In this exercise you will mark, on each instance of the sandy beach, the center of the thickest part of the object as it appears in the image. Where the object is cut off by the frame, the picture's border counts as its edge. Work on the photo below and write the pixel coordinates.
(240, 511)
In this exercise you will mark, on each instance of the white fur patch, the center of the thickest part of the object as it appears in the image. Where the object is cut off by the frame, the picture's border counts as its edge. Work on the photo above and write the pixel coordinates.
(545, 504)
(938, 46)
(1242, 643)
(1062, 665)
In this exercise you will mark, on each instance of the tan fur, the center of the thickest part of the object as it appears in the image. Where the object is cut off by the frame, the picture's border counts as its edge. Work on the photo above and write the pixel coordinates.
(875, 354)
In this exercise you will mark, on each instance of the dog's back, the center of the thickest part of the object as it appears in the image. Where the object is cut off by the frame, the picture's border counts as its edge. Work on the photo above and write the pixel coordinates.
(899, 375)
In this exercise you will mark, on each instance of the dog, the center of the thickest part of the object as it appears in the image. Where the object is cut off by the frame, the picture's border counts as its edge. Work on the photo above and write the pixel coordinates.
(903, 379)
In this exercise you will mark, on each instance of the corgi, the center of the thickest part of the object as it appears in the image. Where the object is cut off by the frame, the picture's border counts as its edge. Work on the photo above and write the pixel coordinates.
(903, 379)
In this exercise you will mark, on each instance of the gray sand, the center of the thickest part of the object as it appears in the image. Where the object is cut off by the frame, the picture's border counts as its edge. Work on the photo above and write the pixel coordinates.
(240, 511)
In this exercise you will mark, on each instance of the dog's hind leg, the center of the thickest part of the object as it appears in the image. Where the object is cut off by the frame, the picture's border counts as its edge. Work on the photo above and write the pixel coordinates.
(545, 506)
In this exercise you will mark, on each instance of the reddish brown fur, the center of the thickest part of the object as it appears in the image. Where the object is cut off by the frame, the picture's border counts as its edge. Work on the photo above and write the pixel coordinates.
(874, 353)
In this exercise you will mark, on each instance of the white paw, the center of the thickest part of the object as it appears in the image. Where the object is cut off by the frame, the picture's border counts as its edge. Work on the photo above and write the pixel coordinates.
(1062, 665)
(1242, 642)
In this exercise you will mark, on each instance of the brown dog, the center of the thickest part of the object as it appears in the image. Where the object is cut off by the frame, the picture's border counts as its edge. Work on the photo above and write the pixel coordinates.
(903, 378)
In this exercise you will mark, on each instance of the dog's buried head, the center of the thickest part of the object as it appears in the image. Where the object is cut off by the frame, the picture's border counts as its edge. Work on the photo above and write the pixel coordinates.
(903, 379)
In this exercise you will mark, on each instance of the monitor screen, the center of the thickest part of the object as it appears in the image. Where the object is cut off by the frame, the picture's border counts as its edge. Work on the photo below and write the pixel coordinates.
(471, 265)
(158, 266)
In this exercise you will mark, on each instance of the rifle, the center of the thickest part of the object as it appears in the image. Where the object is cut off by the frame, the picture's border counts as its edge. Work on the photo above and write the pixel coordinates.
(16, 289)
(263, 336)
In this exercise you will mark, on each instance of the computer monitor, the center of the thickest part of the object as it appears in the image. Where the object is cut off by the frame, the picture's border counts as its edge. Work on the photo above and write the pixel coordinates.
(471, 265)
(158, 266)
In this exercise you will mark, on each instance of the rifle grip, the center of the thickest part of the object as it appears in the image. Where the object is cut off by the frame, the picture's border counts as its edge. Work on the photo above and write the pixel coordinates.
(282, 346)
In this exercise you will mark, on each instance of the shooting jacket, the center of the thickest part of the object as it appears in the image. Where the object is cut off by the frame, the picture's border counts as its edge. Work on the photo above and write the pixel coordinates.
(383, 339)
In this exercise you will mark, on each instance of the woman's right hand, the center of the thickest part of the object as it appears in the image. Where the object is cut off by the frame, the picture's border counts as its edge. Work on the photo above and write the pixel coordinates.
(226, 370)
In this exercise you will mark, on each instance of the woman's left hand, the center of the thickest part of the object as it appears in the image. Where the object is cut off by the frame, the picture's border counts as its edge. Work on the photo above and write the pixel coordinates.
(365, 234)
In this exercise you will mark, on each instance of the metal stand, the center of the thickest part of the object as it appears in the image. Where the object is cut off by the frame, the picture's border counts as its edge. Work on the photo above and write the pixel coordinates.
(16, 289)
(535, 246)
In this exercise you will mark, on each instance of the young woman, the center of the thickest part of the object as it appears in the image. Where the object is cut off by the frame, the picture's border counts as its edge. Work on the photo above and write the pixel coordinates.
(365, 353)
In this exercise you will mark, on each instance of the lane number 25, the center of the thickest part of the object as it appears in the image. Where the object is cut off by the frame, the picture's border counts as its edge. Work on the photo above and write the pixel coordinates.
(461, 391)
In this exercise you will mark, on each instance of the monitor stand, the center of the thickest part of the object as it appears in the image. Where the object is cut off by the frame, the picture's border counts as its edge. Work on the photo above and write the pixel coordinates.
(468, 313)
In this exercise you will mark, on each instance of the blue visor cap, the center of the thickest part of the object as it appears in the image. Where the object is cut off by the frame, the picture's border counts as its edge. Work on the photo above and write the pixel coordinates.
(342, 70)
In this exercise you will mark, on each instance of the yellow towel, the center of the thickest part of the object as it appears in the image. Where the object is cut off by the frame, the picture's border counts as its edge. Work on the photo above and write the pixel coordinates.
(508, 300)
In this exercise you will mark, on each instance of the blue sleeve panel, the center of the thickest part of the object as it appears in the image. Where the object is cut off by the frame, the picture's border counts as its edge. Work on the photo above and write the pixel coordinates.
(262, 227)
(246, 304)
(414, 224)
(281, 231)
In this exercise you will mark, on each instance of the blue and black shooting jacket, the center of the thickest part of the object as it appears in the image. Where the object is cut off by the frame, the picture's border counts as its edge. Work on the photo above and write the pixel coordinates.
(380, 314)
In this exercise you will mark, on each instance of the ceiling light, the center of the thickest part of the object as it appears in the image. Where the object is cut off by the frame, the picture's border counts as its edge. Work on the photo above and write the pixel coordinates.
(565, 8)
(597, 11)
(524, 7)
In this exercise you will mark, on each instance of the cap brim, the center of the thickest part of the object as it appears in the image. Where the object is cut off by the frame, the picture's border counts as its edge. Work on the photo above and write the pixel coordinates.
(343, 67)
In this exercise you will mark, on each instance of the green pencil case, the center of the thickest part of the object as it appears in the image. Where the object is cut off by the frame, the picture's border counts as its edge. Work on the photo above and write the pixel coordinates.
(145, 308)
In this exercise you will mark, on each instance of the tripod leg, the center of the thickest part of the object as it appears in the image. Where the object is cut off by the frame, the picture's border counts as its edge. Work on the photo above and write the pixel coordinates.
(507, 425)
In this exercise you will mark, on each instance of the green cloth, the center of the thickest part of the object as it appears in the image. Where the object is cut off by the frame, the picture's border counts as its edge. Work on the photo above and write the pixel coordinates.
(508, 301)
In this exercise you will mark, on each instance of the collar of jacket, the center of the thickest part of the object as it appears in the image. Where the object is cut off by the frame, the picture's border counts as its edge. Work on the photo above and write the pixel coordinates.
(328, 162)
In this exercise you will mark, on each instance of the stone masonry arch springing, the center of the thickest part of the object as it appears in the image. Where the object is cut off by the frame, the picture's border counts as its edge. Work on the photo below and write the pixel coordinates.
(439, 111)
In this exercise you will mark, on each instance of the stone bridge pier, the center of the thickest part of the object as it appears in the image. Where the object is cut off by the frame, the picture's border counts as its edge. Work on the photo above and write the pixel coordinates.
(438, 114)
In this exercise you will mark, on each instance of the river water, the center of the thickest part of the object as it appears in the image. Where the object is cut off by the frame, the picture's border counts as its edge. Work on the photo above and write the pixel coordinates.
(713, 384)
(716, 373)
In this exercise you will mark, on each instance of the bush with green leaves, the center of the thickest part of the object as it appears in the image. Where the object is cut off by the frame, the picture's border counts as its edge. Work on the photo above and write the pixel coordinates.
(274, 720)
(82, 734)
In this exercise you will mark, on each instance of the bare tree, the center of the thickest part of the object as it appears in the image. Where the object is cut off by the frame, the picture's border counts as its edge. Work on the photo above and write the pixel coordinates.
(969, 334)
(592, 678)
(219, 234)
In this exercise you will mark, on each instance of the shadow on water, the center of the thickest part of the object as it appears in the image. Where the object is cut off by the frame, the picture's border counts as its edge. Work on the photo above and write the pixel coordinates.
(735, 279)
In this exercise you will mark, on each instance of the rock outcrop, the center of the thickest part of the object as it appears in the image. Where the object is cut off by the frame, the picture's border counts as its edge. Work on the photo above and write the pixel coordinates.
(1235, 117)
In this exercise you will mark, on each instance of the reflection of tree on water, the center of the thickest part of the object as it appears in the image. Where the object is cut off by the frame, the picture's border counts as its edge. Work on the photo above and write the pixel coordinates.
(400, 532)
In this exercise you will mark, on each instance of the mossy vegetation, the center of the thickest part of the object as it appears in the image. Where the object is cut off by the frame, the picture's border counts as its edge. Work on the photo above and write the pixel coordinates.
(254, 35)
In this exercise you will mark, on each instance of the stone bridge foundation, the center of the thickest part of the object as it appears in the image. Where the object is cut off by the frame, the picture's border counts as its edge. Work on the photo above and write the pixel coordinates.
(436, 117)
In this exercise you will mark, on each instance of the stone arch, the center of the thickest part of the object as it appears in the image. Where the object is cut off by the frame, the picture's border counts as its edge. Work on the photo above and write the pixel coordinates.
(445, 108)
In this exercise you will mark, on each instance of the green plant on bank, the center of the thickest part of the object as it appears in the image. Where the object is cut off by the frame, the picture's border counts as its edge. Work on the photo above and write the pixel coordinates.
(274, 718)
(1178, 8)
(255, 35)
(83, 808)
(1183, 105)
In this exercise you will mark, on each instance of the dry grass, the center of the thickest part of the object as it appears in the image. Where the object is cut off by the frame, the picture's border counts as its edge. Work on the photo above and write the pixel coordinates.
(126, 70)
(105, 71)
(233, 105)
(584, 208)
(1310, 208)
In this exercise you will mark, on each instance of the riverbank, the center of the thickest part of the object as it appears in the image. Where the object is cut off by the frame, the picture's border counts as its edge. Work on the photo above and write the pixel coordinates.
------
Quote, without alteration, the final stretch of the entries: the line with "dry grass, the" onward to the last line.

In this exercise you will mark, on each instance of the dry grass, the center of the thickest part of the object as it appears in the image. Where the object is cut off by the frame, the picture's border counts as its edge. Work on the photo above and write the pixel coordinates.
(126, 70)
(105, 71)
(233, 105)
(584, 208)
(1310, 208)
In this exercise you will mark, on each instance of the riverbank, the center of the thickest part of the object as it appears in the image. Where the object is cut off by the frame, the picture's border counts as its edge. Work on the photo above and write the pixel coordinates.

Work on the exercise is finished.